GIUSEPPE ARCIMBOLDO (1526-1593)
Verão, Giuseppe Arcimboldo, óleo s/tela,1573,Museu do Louvre
Verão (detalhe) Giuseppe Arcimboldo óleo s/tela, 1573
Escrevo-vos da minha salinha de sempre, a de que mais gosto porque dona
de um imenso janelão rasgado para uma parte do meu jardim atapetado de verde e
povoado de duas laranjeiras e alguns limoeiros derreados hoje pelas bátegas de
chuva insistentes. Ora em sussurros suaves, ora ameaçadora pela violência
intensa do seu cair, esta chuva que parecia ter vindo apenas de visita, gostou
tanto que resolveu ficar. Nestes últimos dias, adormece comigo a lembrar-me
embalos longínquos da minha doce avó e acorda-me suavemente quase a dizer que
as férias já lá vão e que são horas de me aprontar para o trabalho que nunca
espera.
Este Verão que se vai foi, para mim, o primeiro de todos os meus verões. Não aprecio particularmente o
calor e quase adivinhando a estação
atípica que agora termina, resolvi “ficar de férias” por cá, e não “ir de
férias” por aí, como sempre fiz. E, tal como eu desejava, o Verão foi suave,
com Zéfiro por companhia, fazendo-me respirar de alívio pois o ditado “nove
meses de inverno, três de inferno”, que se aplica tão bem ao Douro (e a terras
do Tâmega, tantas vezes) a que Amarante abre portas, não se confirmou. E o
descanso, esse, foi garantido em sestas deliciosas debaixo das minhas frondosas
árvores a destilar sombra e perfumes, a deixar espreitar o céu azul indiscreto
ou sob um sol pintado de nuvens, cúmplice do meu desejo de silêncio, de paz e
de suavidade.
E é aqui que surge Arcimboldo, porque numa dessas tardes de sossego,
folheando alguns livros que há anos viviam esquecidos em algumas das estantes
da minha razoável biblioteca, este pintor maneirista emerge e se ergue para
mim, dando-se a conhecer.
Os historiadores de Arte apelidam-no de Maneirista porque também ele
rejeita o racional, em favor da ambiguidade, do virtuosismo e da elegância e até
de simbologias obscuras. Estes maneiristas eram os artistas da moda nas cortes
mais sofisticadas da Europa e Arcimboldo foi, como ninguém, um dos preferidos
de então.
“Estas pinturas assentavam como uma luva no “Sete Pecados (I)Mortais”,
pensei eu, então; mas o azul do céu, a brisa fresca, o verde da quinta, o azul
da piscina e a preguiça de agosto venceram Arcimboldo, que só agora chega pelas
minhas mãos até vós.
O século XVI viu renascer o gosto por novas ciências como a botânica, a
zoologia e a horticultura, onde a natureza e a busca pelo seu entendimento
ocupam cada vez mais mentes sobredotadas. O estudo da fauna e da flora de forma
intensiva foi também resultado das grandes viagens de descoberta do Novo Mundo,
da África e da Ásia, em que os Portugueses foram os pioneiros. Animais e
plantas foram estudados e dissecados para melhor conhecimento dos diferentes
espécies que chegavam à Europa e intrigavam.

** TAREFAS ESCRITAS **
[1] Responda a estas perguntas sobre o texto:
(a) Que árvores povoam a parte do jardim vista do janelão?
(b) Em que ano foi pintado o quadro "Verão" e em que museu se encontra?
(c) Que novas ciências o século XVI viu renascer?
[2] Resuma o texto em duas frases.
Responda com base exclusivamente no texto.

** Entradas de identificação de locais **

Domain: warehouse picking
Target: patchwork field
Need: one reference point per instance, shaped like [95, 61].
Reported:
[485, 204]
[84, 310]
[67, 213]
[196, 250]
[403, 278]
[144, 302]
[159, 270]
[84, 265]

** RESPOSTAS AOS EXERCÍCIOS **
[1]
(a) Duas laranjeiras e alguns limoeiros.
(b) Em 1573; encontra-se no Museu do Louvre.
(c) A botânica, a zoologia e a horticultura.

[2] Num verão suave passado de férias em casa, entre sestas à sombra das árvores do jardim, quem escreve descobriu o pintor maneirista Arcimboldo ao folhear livros esquecidos na sua biblioteca. O texto apresenta Arcimboldo como um dos preferidos das cortes mais sofisticadas da Europa e recorda que o século XVI viu renascer o gosto pela botânica, pela zoologia e pela horticultura, e que o estudo intensivo da fauna e da flora resultou também das grandes viagens de descoberta, em que os Portugueses foram pioneiros.